— start of Dataset excerpts —

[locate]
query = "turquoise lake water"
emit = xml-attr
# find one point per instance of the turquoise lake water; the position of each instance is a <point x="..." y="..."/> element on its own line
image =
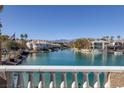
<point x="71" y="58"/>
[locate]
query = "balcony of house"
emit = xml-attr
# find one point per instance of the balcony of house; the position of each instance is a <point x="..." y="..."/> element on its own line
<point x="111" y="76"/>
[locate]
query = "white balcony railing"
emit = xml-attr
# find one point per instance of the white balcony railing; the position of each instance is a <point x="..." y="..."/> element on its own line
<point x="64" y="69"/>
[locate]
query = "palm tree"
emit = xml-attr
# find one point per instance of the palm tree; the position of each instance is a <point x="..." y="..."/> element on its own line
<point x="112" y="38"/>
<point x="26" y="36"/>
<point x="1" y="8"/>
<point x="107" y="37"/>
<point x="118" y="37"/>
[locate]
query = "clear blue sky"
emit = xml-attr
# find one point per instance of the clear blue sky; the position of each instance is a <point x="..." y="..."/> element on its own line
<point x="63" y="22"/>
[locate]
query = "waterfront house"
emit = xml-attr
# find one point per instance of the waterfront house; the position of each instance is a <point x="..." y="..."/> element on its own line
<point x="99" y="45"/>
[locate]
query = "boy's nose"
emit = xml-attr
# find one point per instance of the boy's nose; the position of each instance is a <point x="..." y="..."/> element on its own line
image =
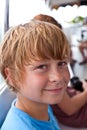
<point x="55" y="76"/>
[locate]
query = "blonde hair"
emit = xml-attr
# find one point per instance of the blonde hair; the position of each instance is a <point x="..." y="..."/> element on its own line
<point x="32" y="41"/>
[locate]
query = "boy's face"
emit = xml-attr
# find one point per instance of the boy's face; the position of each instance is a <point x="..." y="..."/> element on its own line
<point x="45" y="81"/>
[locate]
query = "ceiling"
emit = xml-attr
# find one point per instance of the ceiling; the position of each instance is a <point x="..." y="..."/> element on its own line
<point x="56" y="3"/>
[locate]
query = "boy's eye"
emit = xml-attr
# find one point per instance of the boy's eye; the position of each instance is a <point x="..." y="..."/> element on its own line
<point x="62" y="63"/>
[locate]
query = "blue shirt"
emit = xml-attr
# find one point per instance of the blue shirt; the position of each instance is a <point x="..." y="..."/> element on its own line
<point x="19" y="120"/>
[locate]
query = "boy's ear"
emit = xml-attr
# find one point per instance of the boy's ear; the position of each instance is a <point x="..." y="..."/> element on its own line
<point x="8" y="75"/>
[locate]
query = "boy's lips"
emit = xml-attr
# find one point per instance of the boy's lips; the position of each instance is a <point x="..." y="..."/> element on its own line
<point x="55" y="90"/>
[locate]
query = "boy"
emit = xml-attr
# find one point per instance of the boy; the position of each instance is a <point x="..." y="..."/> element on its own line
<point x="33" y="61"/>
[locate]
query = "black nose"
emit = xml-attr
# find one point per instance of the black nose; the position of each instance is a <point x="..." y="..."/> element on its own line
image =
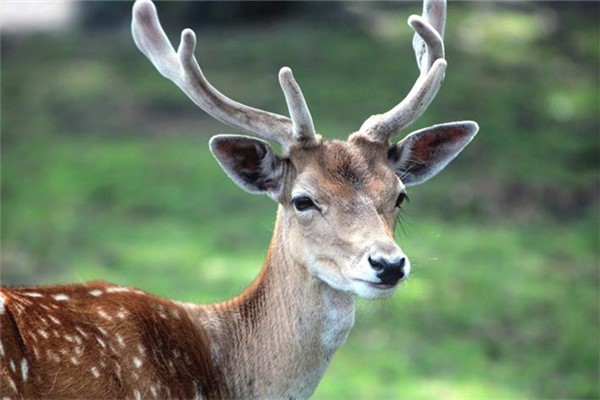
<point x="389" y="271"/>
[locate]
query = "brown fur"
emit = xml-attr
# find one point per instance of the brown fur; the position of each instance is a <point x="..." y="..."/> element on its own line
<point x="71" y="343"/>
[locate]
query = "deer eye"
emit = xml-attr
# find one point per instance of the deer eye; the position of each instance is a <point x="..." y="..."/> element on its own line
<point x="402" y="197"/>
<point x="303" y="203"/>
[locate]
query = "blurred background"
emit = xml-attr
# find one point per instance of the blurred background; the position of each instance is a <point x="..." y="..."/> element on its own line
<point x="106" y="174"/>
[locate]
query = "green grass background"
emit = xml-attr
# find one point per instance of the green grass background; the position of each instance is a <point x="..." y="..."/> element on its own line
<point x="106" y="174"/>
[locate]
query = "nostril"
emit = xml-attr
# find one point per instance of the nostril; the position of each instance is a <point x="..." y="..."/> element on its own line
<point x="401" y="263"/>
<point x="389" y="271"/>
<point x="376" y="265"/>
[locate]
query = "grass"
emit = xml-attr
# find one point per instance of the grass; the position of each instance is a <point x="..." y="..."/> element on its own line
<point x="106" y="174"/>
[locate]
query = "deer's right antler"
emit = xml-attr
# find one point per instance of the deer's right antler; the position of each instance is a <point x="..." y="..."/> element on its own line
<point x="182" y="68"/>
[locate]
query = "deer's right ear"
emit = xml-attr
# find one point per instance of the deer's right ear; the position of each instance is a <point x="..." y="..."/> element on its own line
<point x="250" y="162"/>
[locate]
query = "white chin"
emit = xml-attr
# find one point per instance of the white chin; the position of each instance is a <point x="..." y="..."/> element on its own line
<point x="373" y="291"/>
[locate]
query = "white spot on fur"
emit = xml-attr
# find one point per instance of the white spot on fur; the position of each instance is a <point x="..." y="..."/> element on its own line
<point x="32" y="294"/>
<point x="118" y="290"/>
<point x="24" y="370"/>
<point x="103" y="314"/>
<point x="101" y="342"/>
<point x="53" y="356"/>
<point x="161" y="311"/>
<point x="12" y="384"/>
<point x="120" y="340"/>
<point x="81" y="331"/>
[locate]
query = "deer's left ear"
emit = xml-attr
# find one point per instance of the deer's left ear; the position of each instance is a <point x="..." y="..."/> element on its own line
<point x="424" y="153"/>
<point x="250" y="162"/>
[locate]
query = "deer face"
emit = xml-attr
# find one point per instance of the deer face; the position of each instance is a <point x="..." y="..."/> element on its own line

— end of Dataset excerpts —

Stated exercise
Without the pictures, return all the records precisely as they stand.

Exercise answer
[locate]
query = "turquoise lake water"
emit = xml-attr
# find one point per instance of the turquoise lake water; the position of each instance is a <point x="..." y="..."/> element on its own line
image =
<point x="71" y="58"/>
[locate]
query = "balcony of house"
emit = xml-attr
# find one point per instance of the balcony of house; the position of each instance is a <point x="..." y="..."/> element on its own line
<point x="111" y="76"/>
[locate]
query = "white balcony railing"
emit = xml-attr
# find one point per instance of the white balcony railing; the position of each instance is a <point x="..." y="..."/> element on its own line
<point x="64" y="69"/>
[locate]
query = "palm tree"
emit = xml-attr
# find one point per instance of the palm tree; the position of each instance is a <point x="..." y="..."/> element on its own line
<point x="112" y="38"/>
<point x="26" y="36"/>
<point x="1" y="8"/>
<point x="107" y="37"/>
<point x="118" y="37"/>
[locate]
query = "clear blue sky"
emit = xml-attr
# find one point per instance of the clear blue sky; the position of each instance is a <point x="..." y="..."/> element on its own line
<point x="63" y="22"/>
[locate]
query = "waterfront house"
emit = xml-attr
# find one point per instance of the waterfront house; the position of each instance is a <point x="..." y="..."/> element on its own line
<point x="99" y="45"/>
[locate]
query = "boy's nose"
emit = xml-attr
# find one point per instance of the boy's nose; the position of each instance is a <point x="..." y="..."/> element on its own line
image =
<point x="55" y="76"/>
[locate]
query = "blonde hair"
emit = xml-attr
# find one point per instance of the blonde hair; the position of each instance is a <point x="..." y="..."/> element on its own line
<point x="32" y="41"/>
[locate]
query = "boy's face"
emit = xml-attr
# find one point per instance of the boy's face; the position of each instance is a <point x="..." y="..."/> element on its own line
<point x="45" y="81"/>
[locate]
query = "ceiling"
emit = xml-attr
# find one point per instance of the ceiling; the position of each instance is a <point x="..." y="..."/> element on its own line
<point x="56" y="3"/>
[locate]
query = "boy's eye"
emit = xml-attr
# find one point per instance of the boy's eye; the position of each instance is a <point x="..." y="..."/> element on its own line
<point x="62" y="63"/>
[locate]
query = "blue shirt"
emit = xml-attr
# find one point per instance of the blue shirt; the position of each instance is a <point x="..." y="..."/> element on its own line
<point x="19" y="120"/>
[locate]
query = "boy's ear"
emit = xml-attr
# find one point per instance of the boy's ear; the position of each instance is a <point x="..." y="..."/> element on its own line
<point x="8" y="75"/>
[locate]
query = "boy's lips"
emit = xml-attr
# find one point per instance of the boy's lips; the position of each instance is a <point x="..." y="..."/> element on its own line
<point x="55" y="90"/>
[locate]
query = "boy"
emit = xml-attr
# find one point per instance of the boy; the position of each instance is a <point x="..." y="..."/> element on its own line
<point x="33" y="61"/>
[locate]
query = "black nose"
emit = xml-attr
# find one point per instance of the black nose; the position of each instance is a <point x="..." y="..."/> element on its own line
image =
<point x="389" y="271"/>
[locate]
query = "brown fur"
emit = xml-attr
# find one point per instance of the brown fur; the position of each instance is a <point x="..." y="..."/> element on its own line
<point x="71" y="343"/>
[locate]
query = "deer eye"
emit = xml-attr
# find one point per instance of the deer eye; the position of each instance is a <point x="..." y="..."/> element on its own line
<point x="402" y="197"/>
<point x="303" y="203"/>
[locate]
query = "blurred background"
emit = xml-attr
# find one point per instance of the blurred background; the position of each instance is a <point x="..." y="..."/> element on its own line
<point x="106" y="174"/>
[locate]
query = "green grass background"
emit = xml-attr
# find one point per instance of the green grass background; the position of each instance is a <point x="..." y="..."/> element on its own line
<point x="106" y="174"/>
[locate]
query = "nostril"
emit = xml-attr
# find one point per instance of the nostril; the position of each instance is a <point x="..." y="..."/> element on its own line
<point x="401" y="263"/>
<point x="389" y="271"/>
<point x="376" y="265"/>
[locate]
query = "grass"
emit = xml-attr
# find one point per instance of the grass; the position of each instance is a <point x="..." y="..."/> element on its own line
<point x="106" y="174"/>
[locate]
query = "deer's right antler"
emit = xml-attr
# find one point per instance of the deer's right antler; the position of each instance is a <point x="..." y="..."/> element on its own line
<point x="182" y="68"/>
[locate]
query = "deer's right ear"
emit = xml-attr
# find one point per instance of the deer's right ear; the position of each instance is a <point x="..." y="..."/> element on its own line
<point x="250" y="162"/>
[locate]
query = "white chin"
emit = xml-attr
# find one point per instance of the white chin; the position of each instance is a <point x="..." y="..."/> element on its own line
<point x="373" y="291"/>
[locate]
query = "white spot on fur"
emit = xml-attr
# find one point per instance of the white spot on fur; the position of each instance is a <point x="..." y="..."/> element on its own line
<point x="32" y="294"/>
<point x="118" y="290"/>
<point x="24" y="370"/>
<point x="103" y="314"/>
<point x="101" y="342"/>
<point x="53" y="356"/>
<point x="161" y="311"/>
<point x="12" y="384"/>
<point x="120" y="340"/>
<point x="81" y="331"/>
[locate]
query = "deer's left ear"
emit = xml-attr
# find one point per instance of the deer's left ear; the position of each instance is a <point x="..." y="..."/> element on its own line
<point x="424" y="153"/>
<point x="250" y="162"/>
[locate]
query = "deer face"
emit = xml-attr
# find one point per instance of the deer face; the position of each instance is a <point x="..." y="..."/> element on its own line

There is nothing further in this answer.